__RECORDS TO USE__:
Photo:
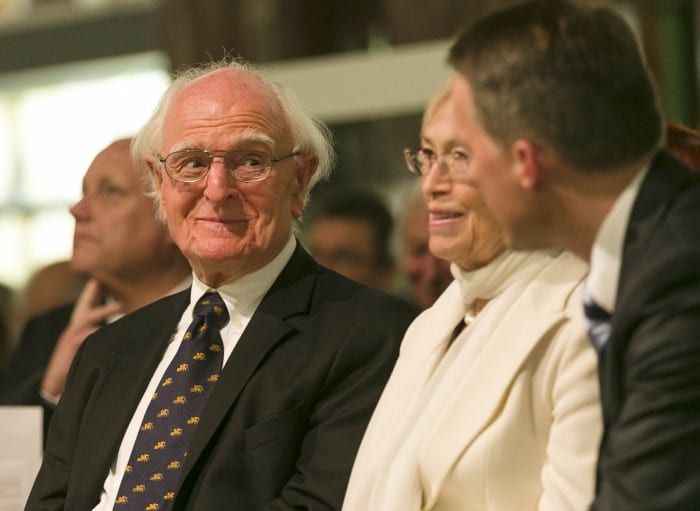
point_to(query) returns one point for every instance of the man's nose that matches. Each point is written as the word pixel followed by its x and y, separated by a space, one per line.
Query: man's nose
pixel 219 181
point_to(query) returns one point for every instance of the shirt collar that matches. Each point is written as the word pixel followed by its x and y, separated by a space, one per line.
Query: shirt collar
pixel 606 254
pixel 244 295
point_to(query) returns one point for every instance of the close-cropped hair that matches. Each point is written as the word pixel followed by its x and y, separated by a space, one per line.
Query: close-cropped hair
pixel 310 135
pixel 569 76
pixel 361 205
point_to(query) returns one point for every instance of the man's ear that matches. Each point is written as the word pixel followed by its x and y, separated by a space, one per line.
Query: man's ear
pixel 305 169
pixel 528 164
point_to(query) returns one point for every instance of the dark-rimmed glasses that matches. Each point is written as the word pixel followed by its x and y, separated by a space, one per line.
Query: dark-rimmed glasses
pixel 192 165
pixel 421 160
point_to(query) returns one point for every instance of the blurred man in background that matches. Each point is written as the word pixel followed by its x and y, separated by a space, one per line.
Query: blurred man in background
pixel 350 231
pixel 130 261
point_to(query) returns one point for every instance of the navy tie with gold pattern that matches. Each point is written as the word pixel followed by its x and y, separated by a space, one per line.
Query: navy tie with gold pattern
pixel 173 414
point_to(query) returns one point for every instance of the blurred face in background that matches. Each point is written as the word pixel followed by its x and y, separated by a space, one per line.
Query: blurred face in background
pixel 462 230
pixel 116 233
pixel 347 246
pixel 428 275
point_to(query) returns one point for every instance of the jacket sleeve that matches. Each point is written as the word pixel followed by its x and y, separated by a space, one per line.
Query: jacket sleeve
pixel 572 392
pixel 650 457
pixel 355 380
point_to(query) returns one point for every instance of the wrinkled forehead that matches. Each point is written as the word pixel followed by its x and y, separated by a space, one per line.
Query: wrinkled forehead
pixel 230 101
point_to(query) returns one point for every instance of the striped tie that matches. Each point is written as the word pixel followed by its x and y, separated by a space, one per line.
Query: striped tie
pixel 159 452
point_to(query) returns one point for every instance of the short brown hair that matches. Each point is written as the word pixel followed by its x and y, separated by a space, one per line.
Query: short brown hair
pixel 567 76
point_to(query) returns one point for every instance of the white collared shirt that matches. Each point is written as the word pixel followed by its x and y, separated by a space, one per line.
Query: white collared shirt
pixel 606 254
pixel 242 298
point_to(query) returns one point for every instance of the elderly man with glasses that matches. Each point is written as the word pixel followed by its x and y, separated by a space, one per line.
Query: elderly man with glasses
pixel 250 390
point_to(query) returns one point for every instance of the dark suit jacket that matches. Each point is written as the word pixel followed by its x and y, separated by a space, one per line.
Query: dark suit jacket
pixel 650 367
pixel 20 384
pixel 282 426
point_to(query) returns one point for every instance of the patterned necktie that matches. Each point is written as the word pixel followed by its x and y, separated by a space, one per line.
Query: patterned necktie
pixel 597 321
pixel 173 414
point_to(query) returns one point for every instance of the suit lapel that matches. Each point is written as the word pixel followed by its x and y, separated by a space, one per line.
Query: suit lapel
pixel 123 379
pixel 661 184
pixel 290 295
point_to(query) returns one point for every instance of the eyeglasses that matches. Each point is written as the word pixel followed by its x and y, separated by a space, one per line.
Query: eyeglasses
pixel 192 165
pixel 420 161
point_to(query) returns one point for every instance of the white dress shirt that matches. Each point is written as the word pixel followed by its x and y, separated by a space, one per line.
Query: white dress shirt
pixel 242 298
pixel 606 254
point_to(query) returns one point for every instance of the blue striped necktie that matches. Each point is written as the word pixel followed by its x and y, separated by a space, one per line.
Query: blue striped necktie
pixel 151 475
pixel 597 322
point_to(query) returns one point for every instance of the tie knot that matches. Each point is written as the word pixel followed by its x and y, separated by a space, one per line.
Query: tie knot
pixel 213 309
pixel 593 310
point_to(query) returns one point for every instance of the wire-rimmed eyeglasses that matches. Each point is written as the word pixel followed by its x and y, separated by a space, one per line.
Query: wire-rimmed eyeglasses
pixel 421 160
pixel 192 165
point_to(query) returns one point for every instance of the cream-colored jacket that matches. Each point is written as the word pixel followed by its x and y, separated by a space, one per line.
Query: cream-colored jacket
pixel 507 418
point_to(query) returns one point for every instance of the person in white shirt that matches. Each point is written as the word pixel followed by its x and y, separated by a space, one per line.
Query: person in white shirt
pixel 564 131
pixel 493 403
pixel 289 357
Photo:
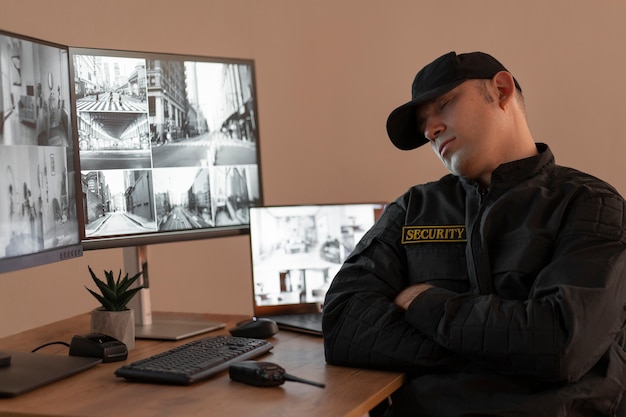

__PROBLEM STATEMENT__: Can you give every line of the listing above as a Markdown table with the columns "Row" and "Listing line", numbering each row and skipping blank lines? Leave the pictures out of your answer.

__THE RESULT__:
| Row | Listing line |
|---|---|
| 1 | Photo: |
| 2 | point_to(query) returns one point for every instance of the man's nose that matches. Each point is written as the word pixel followed by its x and y, separated by a space, one per line. |
| 3 | Query: man's nose |
| 4 | pixel 219 181 |
| 5 | point_to(query) returns one point for every instance of the shirt collar that matches. Each point is written as the word pixel followed by its x and y, separated by a space, one per line. |
| 6 | Query: shirt collar |
| 7 | pixel 606 254 |
| 8 | pixel 244 295 |
| 9 | point_to(query) returns one point for every instance of the close-cropped hair that matches. Each point is written as the word pixel followed by its x and y, separated by a space, one per line. |
| 10 | Query: close-cropped hair |
| 11 | pixel 310 135 |
| 12 | pixel 569 76 |
| 13 | pixel 361 205 |
| 14 | point_to(query) returns one point for every instance of the man's ear that matches. Each point is written as the word pixel followed by its x and y, separated by a space, one per line. |
| 15 | Query: man's ear |
| 16 | pixel 305 169 |
| 17 | pixel 528 164 |
| 18 | point_to(query) returns one point for every instance of the dark-rimmed glasses that matches. Each point is written as the word pixel followed by its x and y, separated by a space, one per line. |
| 19 | Query: dark-rimmed glasses |
| 20 | pixel 192 165 |
| 21 | pixel 421 160 |
| 22 | point_to(query) returns one point for every instance of the blurred man in background that matches. Each point is written as the word pixel followed by its x and y, separated by a space, one per line. |
| 23 | Query: blurred man in background |
| 24 | pixel 350 231 |
| 25 | pixel 130 261 |
| 26 | point_to(query) returns one point for every instance of the navy tie with gold pattern that matches. Each point is written as the word pixel followed by its x and y, separated by a space, one per line. |
| 27 | Query: navy tie with gold pattern |
| 28 | pixel 173 414 |
| 29 | point_to(query) returns one point for every instance of the blurred face in background that matches. Each point is written as the word pixel followed by its x and y, separated by a space, one per line. |
| 30 | Query: blurred face in background |
| 31 | pixel 462 230 |
| 32 | pixel 116 233 |
| 33 | pixel 347 246 |
| 34 | pixel 428 275 |
| 35 | point_to(query) returns one point for every instance of the jacket sleeve that matches. Each point is written as the word pixel followed by its x and y, separated by a space, one per line. |
| 36 | Query: jacket sleeve |
| 37 | pixel 572 392 |
| 38 | pixel 650 457 |
| 39 | pixel 355 380 |
| 40 | point_to(query) returns one point for every instance of the wrinkled forehead that matches. Each point is written as the word pixel followed by its x and y, separated by a space, one per line. |
| 41 | Query: wrinkled forehead |
| 42 | pixel 230 101 |
| 43 | point_to(query) returns one point for every instance of the striped tie that matches. Each point is written as the word pixel followed by its x and y, separated by a space, one per line. |
| 44 | Query: striped tie |
| 45 | pixel 159 452 |
| 46 | point_to(query) returns one point for every instance of the short brown hair that matches. Each point is written as the word pixel followed by its x and y, separated by a space, one per line. |
| 47 | Query: short brown hair |
| 48 | pixel 567 76 |
| 49 | point_to(query) returns one point for every instance of the white collared shirt that matches. Each point is written as the word pixel followed by its x and y, separated by a space, one per line. |
| 50 | Query: white collared shirt |
| 51 | pixel 606 254 |
| 52 | pixel 242 298 |
| 53 | point_to(query) returns one point for every instance of the elderly man with glasses that matches. Each point is written as the word pixel followed by its x and y, separated by a space, one per line. |
| 54 | Query: elderly man with glasses |
| 55 | pixel 250 390 |
| 56 | point_to(query) returns one point for every instance of the dark suit jacket that matches. Each point is written as the word pixel followed by its x and y, separated by a space, one per line. |
| 57 | Query: dark suit jacket |
| 58 | pixel 650 367 |
| 59 | pixel 20 384 |
| 60 | pixel 282 426 |
| 61 | point_to(query) returns one point for every instance of the patterned necktie that matches. Each point is written as the word pixel followed by its x and y, separated by a space, one per line. |
| 62 | Query: patterned necktie |
| 63 | pixel 597 321 |
| 64 | pixel 173 414 |
| 65 | point_to(query) returns one point for every instance of the suit lapel that matches. Each point is written as the word pixel followed by its x and y, separated by a space, one per line. |
| 66 | Query: suit lapel |
| 67 | pixel 123 379 |
| 68 | pixel 661 184 |
| 69 | pixel 290 295 |
| 70 | point_to(query) returns one point for every instance of the eyeglasses that matches. Each point is written as the word pixel followed by its x and y, separated by a space, one per line. |
| 71 | Query: eyeglasses |
| 72 | pixel 192 165 |
| 73 | pixel 420 161 |
| 74 | point_to(query) returns one point for every instance of the white dress shirt that matches. Each point is written as the word pixel followed by its x and y, separated by a space, one per line. |
| 75 | Query: white dress shirt |
| 76 | pixel 242 298 |
| 77 | pixel 606 254 |
| 78 | point_to(query) returns one point for every instance of the blue striped necktie that matches. Each point is written as the word pixel followed by its x and y, separated by a space, one per line. |
| 79 | Query: blue striped necktie |
| 80 | pixel 151 475 |
| 81 | pixel 597 322 |
| 82 | point_to(query) returns one point for every instance of the tie knot that matches. Each point is written as the word pixel followed by its x and y, separated by a space, one per line. |
| 83 | Query: tie knot |
| 84 | pixel 213 309 |
| 85 | pixel 593 310 |
| 86 | point_to(query) returns one point for every instance of the wire-rimmed eyeglasses that matches. Each point is written as the word pixel followed by its x and y, separated by a space, one per line. |
| 87 | Query: wire-rimmed eyeglasses |
| 88 | pixel 421 160 |
| 89 | pixel 192 165 |
| 90 | point_to(query) returns one point for every instance of the cream-colored jacket that matches. Each point is written as the word pixel followed by its x and y, separated by a space, one per line. |
| 91 | Query: cream-colored jacket |
| 92 | pixel 507 418 |
| 93 | point_to(query) returns one point for every instance of the person in white shirt that matches. Each point is written as the word pixel followed by its x and y, separated by a space, one per line. |
| 94 | Query: person in white shirt |
| 95 | pixel 564 131 |
| 96 | pixel 493 403 |
| 97 | pixel 289 357 |
| 98 | Photo: |